DOCUMENT SEGMENT:
┏━━
Dask Futures
Dask Futures allows you to use the syntax of the standard Python concurrent.futures
library but to have the computations run across a distributed cluster of machines. It’s an alternative to Dask Delayed which has its own particular syntax and lazy evaluation–here everything mimics the built in Python methods.
This example will show how to have Python code run in parallel using Dask Futures. This will use a Formula One lap time dataset from kaggle. We will be finding a range of lap times for a formula one driver. First we create a pandas DataFrame out of csv file and filter out data for a particular driver. We create three functions: finding maximum lap time, finding minimum lap time and then getting the range out of these two functions.
First, start the Dask cluster associated with your Saturn Cloud resource.
from dask_saturn import SaturnCluster
from dask.distributed import Client
client = Client(SaturnCluster())
┗━━
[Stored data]
┏━━
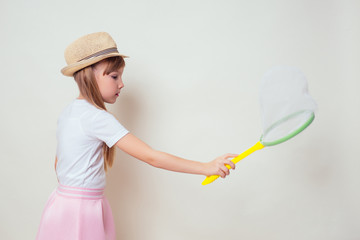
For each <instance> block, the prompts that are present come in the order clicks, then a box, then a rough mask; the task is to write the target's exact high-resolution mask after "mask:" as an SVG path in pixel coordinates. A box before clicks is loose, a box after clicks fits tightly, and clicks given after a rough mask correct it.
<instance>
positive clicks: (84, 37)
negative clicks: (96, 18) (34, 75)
mask: <svg viewBox="0 0 360 240" xmlns="http://www.w3.org/2000/svg"><path fill="white" fill-rule="evenodd" d="M64 55H65V61H66V63H67V64H68V65H67V66H66V67H64V68H63V69H61V73H62V74H64V75H65V76H69V77H72V76H73V75H74V73H75V72H76V71H79V70H80V69H83V68H85V67H87V66H90V65H92V64H94V63H97V62H99V61H101V60H103V59H105V58H109V57H116V56H121V57H123V58H126V57H127V56H124V55H122V54H120V53H119V52H118V50H117V46H116V43H115V41H114V40H113V39H112V38H111V36H110V35H109V34H108V33H106V32H98V33H91V34H88V35H85V36H83V37H81V38H79V39H77V40H76V41H74V42H73V43H71V44H70V45H69V46H68V47H67V48H66V49H65V54H64Z"/></svg>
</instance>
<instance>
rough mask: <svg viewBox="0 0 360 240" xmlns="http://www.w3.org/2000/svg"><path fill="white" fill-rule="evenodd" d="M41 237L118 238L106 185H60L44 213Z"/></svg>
mask: <svg viewBox="0 0 360 240" xmlns="http://www.w3.org/2000/svg"><path fill="white" fill-rule="evenodd" d="M36 239H37V240H43V239H46V240H49V239H51V240H56V239H59V240H60V239H61V240H64V239H71V240H75V239H76V240H80V239H86V240H87V239H96V240H115V239H116V237H115V226H114V220H113V216H112V213H111V208H110V205H109V202H108V201H107V199H106V198H105V196H104V189H89V188H75V187H68V186H64V185H61V184H60V185H59V186H58V187H57V189H56V190H54V192H53V193H52V194H51V195H50V197H49V199H48V201H47V203H46V205H45V209H44V212H43V214H42V217H41V222H40V226H39V230H38V233H37V237H36Z"/></svg>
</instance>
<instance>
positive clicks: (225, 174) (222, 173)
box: [218, 169, 226, 178]
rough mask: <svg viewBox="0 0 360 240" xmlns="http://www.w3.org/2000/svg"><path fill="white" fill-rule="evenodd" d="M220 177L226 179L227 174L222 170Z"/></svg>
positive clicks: (221, 170)
mask: <svg viewBox="0 0 360 240" xmlns="http://www.w3.org/2000/svg"><path fill="white" fill-rule="evenodd" d="M218 175H219V176H220V177H221V178H225V177H226V174H225V172H224V171H222V169H219V171H218Z"/></svg>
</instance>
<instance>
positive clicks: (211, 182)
mask: <svg viewBox="0 0 360 240" xmlns="http://www.w3.org/2000/svg"><path fill="white" fill-rule="evenodd" d="M263 148H264V145H262V144H261V142H260V141H259V142H257V143H256V144H255V145H254V146H252V147H251V148H249V149H248V150H246V151H245V152H243V153H242V154H240V155H239V156H237V157H235V158H233V159H232V160H231V161H232V162H233V163H235V164H236V163H238V162H239V161H240V160H242V159H244V158H246V157H247V156H249V155H250V154H252V153H253V152H255V151H257V150H260V149H263ZM225 166H226V167H227V168H228V169H230V168H231V167H230V166H229V165H225ZM219 177H220V176H219V175H212V176H208V177H206V178H205V180H204V181H203V182H202V185H206V184H209V183H212V182H213V181H215V180H216V179H218V178H219Z"/></svg>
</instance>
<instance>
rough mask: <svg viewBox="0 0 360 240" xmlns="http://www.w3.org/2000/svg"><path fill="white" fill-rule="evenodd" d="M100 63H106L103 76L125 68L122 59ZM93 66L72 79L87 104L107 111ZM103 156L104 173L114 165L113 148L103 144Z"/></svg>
mask: <svg viewBox="0 0 360 240" xmlns="http://www.w3.org/2000/svg"><path fill="white" fill-rule="evenodd" d="M101 62H106V63H107V67H106V69H105V71H104V73H103V75H105V74H110V73H111V72H113V71H117V70H119V69H120V68H121V67H123V66H125V61H124V59H123V58H122V57H111V58H106V59H104V60H102V61H101ZM95 65H96V64H94V65H91V66H88V67H86V68H83V69H81V70H79V71H77V72H76V73H74V79H75V81H76V83H77V84H78V87H79V90H80V93H81V95H82V96H83V97H84V98H85V99H86V100H87V101H88V102H89V103H91V104H93V105H94V106H95V107H97V108H99V109H103V110H105V111H107V109H106V107H105V103H104V100H103V98H102V96H101V93H100V90H99V87H98V84H97V82H96V78H95V74H94V72H93V67H94V66H95ZM103 155H104V168H105V171H107V169H108V168H110V167H112V165H113V163H114V158H115V146H113V147H112V148H109V147H108V146H107V145H106V144H105V143H103Z"/></svg>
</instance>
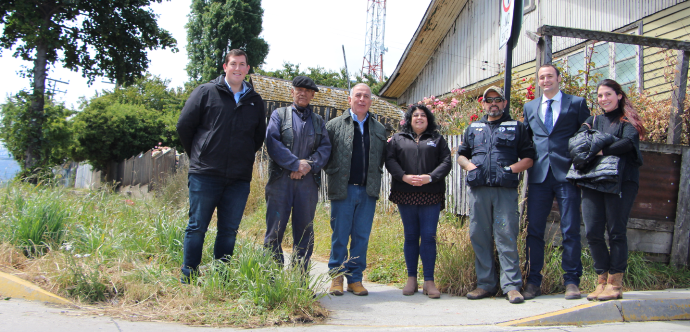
┗━━
WHAT TO DO:
(A) How would you put this sentence from the Dask Futures tutorial into Spanish: "First, start the Dask cluster associated with your Saturn Cloud resource."
(B) Answer these questions about the Dask Futures tutorial:
(i) Which standard Python library's syntax does Dask Futures let you use?
(ii) What dataset does the example draw on, and from what site?
(iii) Which three functions does the example create?
(C) Can you resume the Dask Futures tutorial after its last line of code and carry it on?

ANSWERS FOR THE EXERCISE:
(A) Primero, inicia el clúster de Dask asociado a tu recurso de Saturn Cloud.

(B)
(i) concurrent.futures
(ii) A Formula One lap time dataset from kaggle.
(iii) One that finds the maximum lap time, one that finds the minimum lap time, and one that gets the range from those two.

(C)
After running the above command, it’s recommended that you check on the Saturn Cloud resource page that the Dask cluster as fully online before continuing. Alternatively, you can use the command client.wait_for_workers(3)
to halt the notebook execution until all three of the workers are ready.
Next, we load the data, filter it, and define the functions:
import pandas as pd
f1 = pd.read_csv(
"s3://saturn-public-data/examples/Dask/f1_laptime.csv", storage_options={"anon": True}
)
d_20 = f1[f1["driverId"] == 20]
def max_lap(x):
return max(x)
def min_lap(x):
return min(x)
def range_lap(a, b):
return a - b
Here is how to compute the range of lap times using pandas:
a = max_lap(d_20.milliseconds)
b = min_lap(d_20.milliseconds)
c = range_lap(a, b)
c
Now let us add scalability to code above using Futures. We have 3 tasks below , finding the maximum laptime, minimum laptime and range. We have used future’s submit method, to submit each task individually. client.submit
allows us to submit data or tasks directly to the cluster. This method returns a future object and the results stay in remote thread. To convert Future into a concrete value you call result method as shown in last line.
a = client.submit(max_lap, d_20.milliseconds)
b = client.submit(min_lap, d_20.milliseconds)
c = client.submit(range_lap, a, b)
c.result()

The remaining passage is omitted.